What is being asked: Only one stretch of the data below should be repeated: the lines from the line containing "Thank you for the photo. Please point out the staircase" through the line containing "Thank you for the photo. Please point out the blue background", inclusive, exactly as they are.

--- Source data Enclosed Below ---

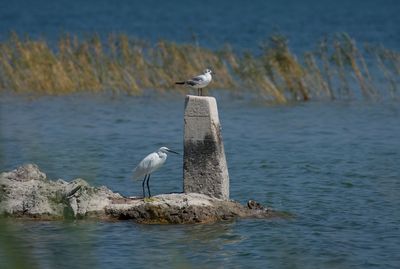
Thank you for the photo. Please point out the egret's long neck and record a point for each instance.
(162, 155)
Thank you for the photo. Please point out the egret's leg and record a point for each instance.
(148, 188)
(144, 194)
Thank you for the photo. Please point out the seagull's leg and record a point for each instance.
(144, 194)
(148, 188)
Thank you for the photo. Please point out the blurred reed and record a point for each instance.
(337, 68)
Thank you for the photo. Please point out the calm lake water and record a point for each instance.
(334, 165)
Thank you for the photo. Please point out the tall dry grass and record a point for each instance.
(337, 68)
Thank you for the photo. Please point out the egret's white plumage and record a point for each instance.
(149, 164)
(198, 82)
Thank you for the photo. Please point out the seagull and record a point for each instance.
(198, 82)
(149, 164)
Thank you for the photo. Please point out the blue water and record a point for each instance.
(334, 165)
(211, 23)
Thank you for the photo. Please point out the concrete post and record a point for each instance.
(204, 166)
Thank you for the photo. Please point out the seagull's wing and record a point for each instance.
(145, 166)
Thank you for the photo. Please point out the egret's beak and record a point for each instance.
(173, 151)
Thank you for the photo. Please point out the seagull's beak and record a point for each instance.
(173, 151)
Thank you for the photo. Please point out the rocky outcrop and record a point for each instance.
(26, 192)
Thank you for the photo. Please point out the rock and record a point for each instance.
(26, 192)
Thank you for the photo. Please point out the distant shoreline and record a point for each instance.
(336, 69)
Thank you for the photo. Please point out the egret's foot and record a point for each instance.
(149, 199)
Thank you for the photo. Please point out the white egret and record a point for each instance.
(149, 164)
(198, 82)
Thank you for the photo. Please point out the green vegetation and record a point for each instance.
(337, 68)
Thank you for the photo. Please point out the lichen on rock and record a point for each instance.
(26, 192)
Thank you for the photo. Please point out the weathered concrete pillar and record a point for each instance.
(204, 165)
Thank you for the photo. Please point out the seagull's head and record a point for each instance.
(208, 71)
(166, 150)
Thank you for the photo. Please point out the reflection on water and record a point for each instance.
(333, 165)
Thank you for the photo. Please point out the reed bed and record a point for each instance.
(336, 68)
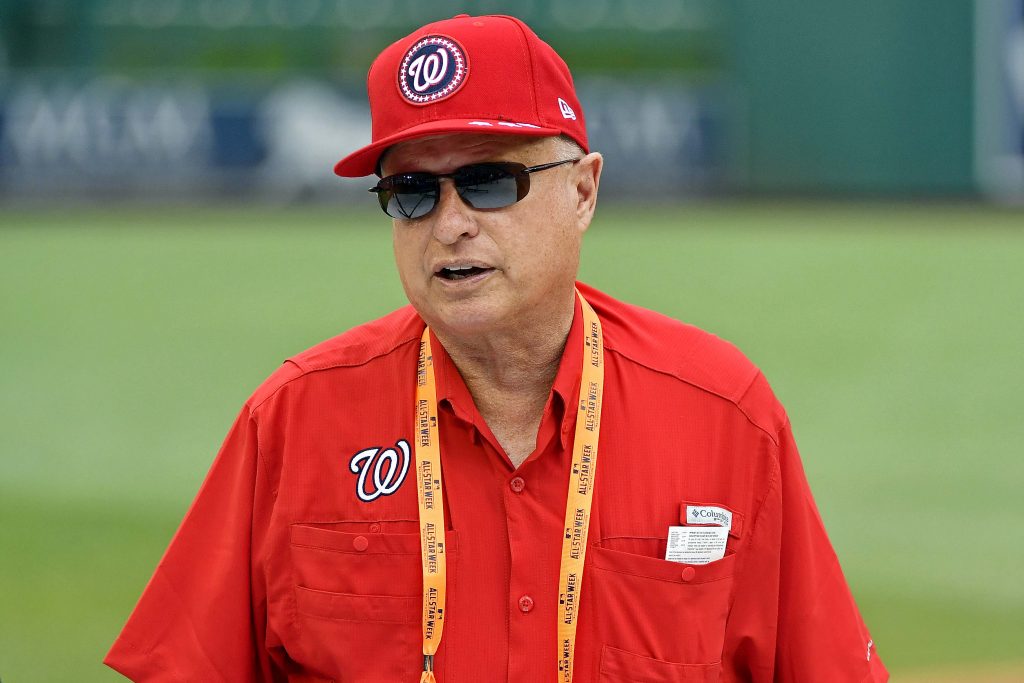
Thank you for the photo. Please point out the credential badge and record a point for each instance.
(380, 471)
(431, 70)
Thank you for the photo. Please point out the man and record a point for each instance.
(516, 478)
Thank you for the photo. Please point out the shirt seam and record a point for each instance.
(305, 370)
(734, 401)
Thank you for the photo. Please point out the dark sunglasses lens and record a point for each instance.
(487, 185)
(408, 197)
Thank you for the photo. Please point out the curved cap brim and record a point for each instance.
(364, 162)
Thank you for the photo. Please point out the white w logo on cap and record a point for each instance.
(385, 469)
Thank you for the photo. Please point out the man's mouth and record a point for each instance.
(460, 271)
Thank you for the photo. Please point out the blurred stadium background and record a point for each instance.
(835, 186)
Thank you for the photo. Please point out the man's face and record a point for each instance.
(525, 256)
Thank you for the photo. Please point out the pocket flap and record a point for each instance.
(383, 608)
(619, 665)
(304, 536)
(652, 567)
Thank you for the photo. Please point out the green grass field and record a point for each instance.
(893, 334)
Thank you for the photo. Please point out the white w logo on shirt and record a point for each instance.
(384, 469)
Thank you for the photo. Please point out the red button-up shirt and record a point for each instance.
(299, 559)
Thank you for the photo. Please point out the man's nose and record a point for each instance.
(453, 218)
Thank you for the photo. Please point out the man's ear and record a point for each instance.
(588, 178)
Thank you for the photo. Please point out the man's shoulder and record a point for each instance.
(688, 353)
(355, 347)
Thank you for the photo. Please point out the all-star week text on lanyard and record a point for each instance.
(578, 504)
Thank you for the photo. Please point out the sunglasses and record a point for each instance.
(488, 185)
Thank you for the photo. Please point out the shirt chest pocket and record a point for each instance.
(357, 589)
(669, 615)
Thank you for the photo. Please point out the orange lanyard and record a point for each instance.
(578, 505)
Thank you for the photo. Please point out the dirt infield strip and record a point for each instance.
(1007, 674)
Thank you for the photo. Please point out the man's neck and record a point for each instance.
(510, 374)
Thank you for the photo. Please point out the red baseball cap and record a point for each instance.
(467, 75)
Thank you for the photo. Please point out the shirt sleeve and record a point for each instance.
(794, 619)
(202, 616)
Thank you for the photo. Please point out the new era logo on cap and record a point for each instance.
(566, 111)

--- End of Enclosed Source data ---
--- Source data Enclosed Below ---

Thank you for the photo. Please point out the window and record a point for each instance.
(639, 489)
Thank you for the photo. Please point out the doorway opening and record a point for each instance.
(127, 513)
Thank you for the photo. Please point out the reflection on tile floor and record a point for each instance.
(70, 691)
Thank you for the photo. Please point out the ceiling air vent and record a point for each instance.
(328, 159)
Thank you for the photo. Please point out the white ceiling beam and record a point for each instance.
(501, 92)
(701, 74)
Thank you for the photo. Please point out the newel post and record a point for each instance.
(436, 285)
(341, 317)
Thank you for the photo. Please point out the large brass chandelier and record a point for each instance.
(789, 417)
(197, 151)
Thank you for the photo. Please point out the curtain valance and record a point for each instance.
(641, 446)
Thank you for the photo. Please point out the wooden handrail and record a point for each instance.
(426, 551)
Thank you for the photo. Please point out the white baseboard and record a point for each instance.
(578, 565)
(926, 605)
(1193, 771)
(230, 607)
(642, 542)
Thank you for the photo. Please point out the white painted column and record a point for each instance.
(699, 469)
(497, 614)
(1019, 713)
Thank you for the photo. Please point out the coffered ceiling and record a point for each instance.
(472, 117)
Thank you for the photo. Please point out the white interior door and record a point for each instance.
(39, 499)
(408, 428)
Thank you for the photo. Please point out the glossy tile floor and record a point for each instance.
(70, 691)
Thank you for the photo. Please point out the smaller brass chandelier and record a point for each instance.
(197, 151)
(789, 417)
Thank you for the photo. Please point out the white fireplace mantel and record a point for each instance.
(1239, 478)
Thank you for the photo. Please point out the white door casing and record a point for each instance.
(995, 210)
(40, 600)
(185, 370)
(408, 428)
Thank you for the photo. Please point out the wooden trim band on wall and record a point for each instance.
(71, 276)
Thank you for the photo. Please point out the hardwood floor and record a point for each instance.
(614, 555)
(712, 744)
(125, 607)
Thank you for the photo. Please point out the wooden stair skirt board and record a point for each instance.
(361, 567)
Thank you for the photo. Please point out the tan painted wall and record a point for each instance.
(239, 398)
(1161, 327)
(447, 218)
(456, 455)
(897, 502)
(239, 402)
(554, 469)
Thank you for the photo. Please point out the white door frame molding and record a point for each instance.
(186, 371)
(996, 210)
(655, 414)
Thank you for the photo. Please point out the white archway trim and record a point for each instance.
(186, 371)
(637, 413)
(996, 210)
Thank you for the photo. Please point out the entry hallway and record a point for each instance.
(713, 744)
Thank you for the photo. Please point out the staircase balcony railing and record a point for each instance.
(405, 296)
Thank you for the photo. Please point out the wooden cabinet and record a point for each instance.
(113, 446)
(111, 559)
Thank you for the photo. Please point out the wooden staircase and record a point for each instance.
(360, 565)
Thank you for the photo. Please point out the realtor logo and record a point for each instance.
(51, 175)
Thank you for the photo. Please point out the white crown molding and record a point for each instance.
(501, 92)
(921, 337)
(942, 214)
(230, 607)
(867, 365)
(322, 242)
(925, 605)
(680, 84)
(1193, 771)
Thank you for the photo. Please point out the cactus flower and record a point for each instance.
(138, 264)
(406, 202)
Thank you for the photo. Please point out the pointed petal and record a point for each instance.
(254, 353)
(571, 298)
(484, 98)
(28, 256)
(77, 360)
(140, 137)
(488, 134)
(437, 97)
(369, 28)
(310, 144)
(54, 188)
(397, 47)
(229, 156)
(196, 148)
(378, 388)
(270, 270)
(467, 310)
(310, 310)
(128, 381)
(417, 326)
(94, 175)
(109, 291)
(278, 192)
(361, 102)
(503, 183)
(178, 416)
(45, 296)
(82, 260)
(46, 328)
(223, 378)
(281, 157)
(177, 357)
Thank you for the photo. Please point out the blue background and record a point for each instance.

--- End of Enclosed Source data ---
--- Source data Enclosed Below ---

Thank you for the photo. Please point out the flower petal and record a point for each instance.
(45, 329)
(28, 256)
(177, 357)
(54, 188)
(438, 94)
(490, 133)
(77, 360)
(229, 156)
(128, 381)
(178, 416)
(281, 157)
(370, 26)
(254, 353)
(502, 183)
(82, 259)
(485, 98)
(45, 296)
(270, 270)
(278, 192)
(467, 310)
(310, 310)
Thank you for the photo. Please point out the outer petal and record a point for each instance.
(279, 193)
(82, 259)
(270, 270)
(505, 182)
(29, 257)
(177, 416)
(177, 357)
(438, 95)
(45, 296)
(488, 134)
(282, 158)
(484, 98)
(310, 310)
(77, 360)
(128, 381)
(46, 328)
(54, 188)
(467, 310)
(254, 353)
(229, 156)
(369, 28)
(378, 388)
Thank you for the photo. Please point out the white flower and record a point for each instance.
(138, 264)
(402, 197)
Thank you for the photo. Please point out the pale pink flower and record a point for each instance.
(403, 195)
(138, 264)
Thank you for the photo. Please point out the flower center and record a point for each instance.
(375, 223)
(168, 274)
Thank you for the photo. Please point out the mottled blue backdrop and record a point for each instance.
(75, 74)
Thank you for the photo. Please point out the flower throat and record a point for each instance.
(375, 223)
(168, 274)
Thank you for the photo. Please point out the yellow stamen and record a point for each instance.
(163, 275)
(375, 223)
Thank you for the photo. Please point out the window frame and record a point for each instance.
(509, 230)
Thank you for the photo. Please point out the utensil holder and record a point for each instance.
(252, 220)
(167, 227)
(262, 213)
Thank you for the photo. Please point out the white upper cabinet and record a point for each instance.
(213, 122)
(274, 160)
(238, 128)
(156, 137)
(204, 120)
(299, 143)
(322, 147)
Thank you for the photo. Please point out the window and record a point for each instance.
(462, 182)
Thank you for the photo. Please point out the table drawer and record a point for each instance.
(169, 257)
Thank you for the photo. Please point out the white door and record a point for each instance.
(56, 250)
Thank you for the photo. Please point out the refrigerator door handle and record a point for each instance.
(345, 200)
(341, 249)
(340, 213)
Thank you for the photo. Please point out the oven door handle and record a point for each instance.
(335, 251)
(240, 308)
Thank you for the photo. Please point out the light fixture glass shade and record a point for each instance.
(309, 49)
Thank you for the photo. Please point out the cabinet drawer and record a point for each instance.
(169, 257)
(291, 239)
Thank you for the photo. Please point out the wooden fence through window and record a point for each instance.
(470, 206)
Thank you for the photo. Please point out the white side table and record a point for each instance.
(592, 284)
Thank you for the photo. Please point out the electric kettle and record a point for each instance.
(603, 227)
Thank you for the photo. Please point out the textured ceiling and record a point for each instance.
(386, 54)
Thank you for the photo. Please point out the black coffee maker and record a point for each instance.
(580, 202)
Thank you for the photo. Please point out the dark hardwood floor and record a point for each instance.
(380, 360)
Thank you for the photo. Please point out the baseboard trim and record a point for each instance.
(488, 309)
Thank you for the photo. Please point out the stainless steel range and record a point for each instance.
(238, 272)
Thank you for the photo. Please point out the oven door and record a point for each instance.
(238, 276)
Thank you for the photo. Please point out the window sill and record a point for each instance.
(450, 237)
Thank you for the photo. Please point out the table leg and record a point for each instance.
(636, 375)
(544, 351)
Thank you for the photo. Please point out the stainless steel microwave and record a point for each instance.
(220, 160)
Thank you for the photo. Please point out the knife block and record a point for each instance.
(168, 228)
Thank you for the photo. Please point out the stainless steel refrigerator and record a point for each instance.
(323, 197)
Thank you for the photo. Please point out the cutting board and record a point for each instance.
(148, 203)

--- End of Enclosed Source data ---

Exercise answer:
Thank you for the photo. Please point out the staircase balcony railing and record a point for each instance.
(405, 296)
Thank you for the photo. Please point out the wooden cabinet and record a point for each instance.
(113, 446)
(111, 559)
Thank you for the photo. Please point out the wooden staircase and record a point for each instance.
(360, 565)
Thank you for the photo. Please point out the realtor logo and record a point for each instance.
(51, 175)
Thank you for the photo. Please point out the white crown molding and record a point for each instance.
(501, 92)
(921, 337)
(942, 214)
(230, 607)
(867, 365)
(322, 242)
(925, 605)
(680, 84)
(1193, 771)
Thank you for the photo. Please point out the cactus flower and record a point for each instance.
(138, 264)
(406, 202)
Thank you for the photo. Please point out the pointed petal and record a point for each instance.
(254, 353)
(571, 298)
(484, 98)
(28, 256)
(77, 360)
(140, 137)
(488, 134)
(437, 97)
(369, 28)
(310, 144)
(54, 188)
(397, 47)
(229, 156)
(196, 148)
(378, 388)
(270, 270)
(467, 310)
(310, 310)
(128, 381)
(417, 326)
(94, 175)
(109, 291)
(278, 192)
(361, 102)
(503, 183)
(178, 416)
(45, 296)
(82, 260)
(46, 328)
(223, 378)
(281, 157)
(177, 357)
Thank you for the photo. Please point out the blue background and record a point for each instance.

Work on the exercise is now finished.